DATA LISTING

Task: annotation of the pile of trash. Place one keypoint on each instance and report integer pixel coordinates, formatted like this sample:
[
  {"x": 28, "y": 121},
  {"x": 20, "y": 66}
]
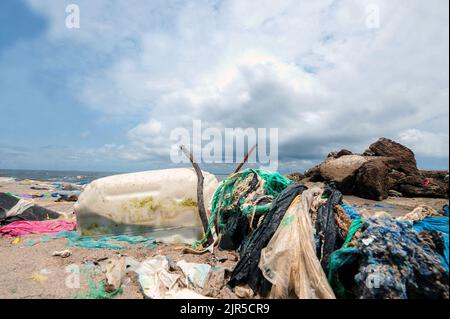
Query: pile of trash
[
  {"x": 308, "y": 243},
  {"x": 386, "y": 168}
]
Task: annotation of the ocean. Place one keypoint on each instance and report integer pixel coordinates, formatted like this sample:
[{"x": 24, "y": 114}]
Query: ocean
[{"x": 62, "y": 176}]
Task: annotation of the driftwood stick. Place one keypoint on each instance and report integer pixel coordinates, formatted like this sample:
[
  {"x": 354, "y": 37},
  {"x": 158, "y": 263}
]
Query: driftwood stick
[
  {"x": 201, "y": 205},
  {"x": 245, "y": 158}
]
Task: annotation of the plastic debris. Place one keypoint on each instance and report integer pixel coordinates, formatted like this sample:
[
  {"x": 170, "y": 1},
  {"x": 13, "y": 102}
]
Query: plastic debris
[{"x": 63, "y": 253}]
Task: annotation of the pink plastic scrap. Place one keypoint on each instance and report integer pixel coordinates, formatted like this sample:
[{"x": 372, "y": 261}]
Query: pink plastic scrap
[{"x": 21, "y": 228}]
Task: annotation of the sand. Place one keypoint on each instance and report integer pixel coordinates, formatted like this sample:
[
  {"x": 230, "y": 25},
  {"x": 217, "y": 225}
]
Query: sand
[{"x": 32, "y": 271}]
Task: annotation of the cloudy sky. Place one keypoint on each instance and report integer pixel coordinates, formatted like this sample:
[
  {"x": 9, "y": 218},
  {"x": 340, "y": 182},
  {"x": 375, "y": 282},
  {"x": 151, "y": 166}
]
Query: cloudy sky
[{"x": 329, "y": 74}]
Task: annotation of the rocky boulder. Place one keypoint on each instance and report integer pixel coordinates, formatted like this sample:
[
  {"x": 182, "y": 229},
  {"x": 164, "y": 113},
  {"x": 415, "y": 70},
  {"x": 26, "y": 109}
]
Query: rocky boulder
[
  {"x": 371, "y": 180},
  {"x": 340, "y": 171},
  {"x": 385, "y": 168},
  {"x": 403, "y": 156}
]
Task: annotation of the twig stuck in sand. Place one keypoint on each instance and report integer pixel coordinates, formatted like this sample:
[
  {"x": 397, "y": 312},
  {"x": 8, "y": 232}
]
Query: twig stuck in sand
[{"x": 201, "y": 205}]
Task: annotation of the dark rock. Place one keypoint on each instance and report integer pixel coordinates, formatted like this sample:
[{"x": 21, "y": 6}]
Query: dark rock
[
  {"x": 296, "y": 177},
  {"x": 370, "y": 180},
  {"x": 418, "y": 186},
  {"x": 343, "y": 152},
  {"x": 341, "y": 171},
  {"x": 388, "y": 148}
]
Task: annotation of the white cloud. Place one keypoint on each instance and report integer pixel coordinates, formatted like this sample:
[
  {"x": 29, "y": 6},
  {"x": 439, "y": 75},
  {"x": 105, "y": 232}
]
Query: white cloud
[{"x": 311, "y": 68}]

WHAT THIS TASK INVOLVES
Retype the records exactly. Any image in them should not appear in what you write.

SOLUTION TO THE PROBLEM
Task: annotation of the pile of trash. Place one keypoint on each instance and report integer pixel coordinates, formatted like this sample:
[
  {"x": 28, "y": 121},
  {"x": 20, "y": 66}
]
Query: pile of trash
[
  {"x": 308, "y": 243},
  {"x": 386, "y": 168}
]
Task: annotation of the ocean. Place one keypoint on each instance and report integer pixel coordinates, formatted like this sample:
[{"x": 24, "y": 114}]
Query: ocean
[{"x": 62, "y": 176}]
Task: annotation of the driftwood stick. Place one keypoint on each instance and report integer pixel coordinates, formatted like this sample:
[
  {"x": 354, "y": 37},
  {"x": 158, "y": 263}
]
Query: driftwood stick
[
  {"x": 201, "y": 205},
  {"x": 245, "y": 158}
]
Task: annotation of the plastic debris. Place one keypoint on each instance and report integer pixel coordinates, formatted like this sample:
[
  {"x": 170, "y": 1},
  {"x": 13, "y": 102}
]
Query: plastic debris
[{"x": 63, "y": 253}]
Task: annotation of the pink plastic scrap. Place one keypoint on each instance and report integer pixel coordinates, formatted like this sample:
[{"x": 372, "y": 261}]
Query: pink plastic scrap
[{"x": 21, "y": 228}]
Task: annotation of the sand. Place one keypoint on each instance and report integer pixel coordinates, formatted like this sample:
[
  {"x": 230, "y": 25},
  {"x": 217, "y": 225}
]
Query: sand
[{"x": 32, "y": 271}]
Task: annotation of the cloudy sky. Place one keypoint on each instance and report integer pixel coordinates, formatted like this sample:
[
  {"x": 9, "y": 218},
  {"x": 340, "y": 182},
  {"x": 375, "y": 282},
  {"x": 151, "y": 166}
]
Query: cloudy sky
[{"x": 329, "y": 74}]
Task: annotation of the rocky boulder. Place one keypoint on each instance and report integer pixel coordinates, formatted like this sample:
[
  {"x": 182, "y": 229},
  {"x": 164, "y": 113},
  {"x": 415, "y": 70},
  {"x": 26, "y": 109}
]
Query: rocky boulder
[
  {"x": 371, "y": 180},
  {"x": 340, "y": 171},
  {"x": 385, "y": 168},
  {"x": 403, "y": 156}
]
Task: annotation of the twig stuck in sand. Place one keypoint on each instance and report integer pixel coordinates, formatted like this sample:
[
  {"x": 397, "y": 312},
  {"x": 8, "y": 232}
]
Query: twig stuck in sand
[{"x": 201, "y": 205}]
Task: annotation of the dark rock. Place one keypoint on each instance and report integer pixel coordinates, formatted like this sample:
[{"x": 21, "y": 6}]
Query: dark rock
[
  {"x": 296, "y": 177},
  {"x": 370, "y": 180},
  {"x": 418, "y": 186},
  {"x": 343, "y": 152},
  {"x": 341, "y": 171},
  {"x": 388, "y": 148}
]
Task: annotation of the white cloud. Place one keypoint on each instance and report integer pixel coordinates, formatted like this sample:
[
  {"x": 29, "y": 6},
  {"x": 439, "y": 75},
  {"x": 105, "y": 232}
]
Query: white cloud
[{"x": 311, "y": 68}]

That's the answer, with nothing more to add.